* _Problem description_: Keep only the lines below that contain the string "building", and copy each of them in full.
** start of Data excerpts **
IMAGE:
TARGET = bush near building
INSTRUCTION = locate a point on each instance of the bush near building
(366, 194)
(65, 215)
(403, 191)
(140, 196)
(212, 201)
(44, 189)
** end of Data excerpts **
* _Answer below_:
TARGET = bush near building
INSTRUCTION = locate a point on each instance of the bush near building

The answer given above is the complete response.